Input:
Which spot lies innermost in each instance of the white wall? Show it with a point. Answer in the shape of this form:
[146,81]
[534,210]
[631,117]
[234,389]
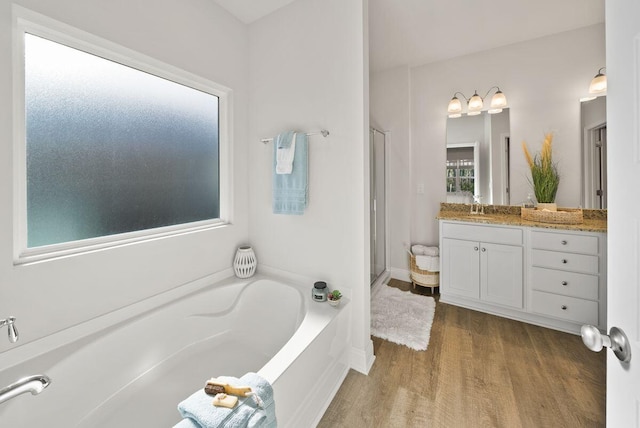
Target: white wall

Task directions:
Put the lines of the entries above into a Markdown table with the columns Row and Line, numbering each row and skipping any blank lines. Leave the pictures out of the answer.

Exercise solution:
| Row | Line |
|---|---|
| 1 | Which spot lies innermost in each instance of the white wall? Show it with a point. Answer in the shape of this form: |
| 2 | [146,81] |
| 3 | [534,210] |
| 4 | [631,117] |
| 5 | [234,389] |
| 6 | Target: white wall |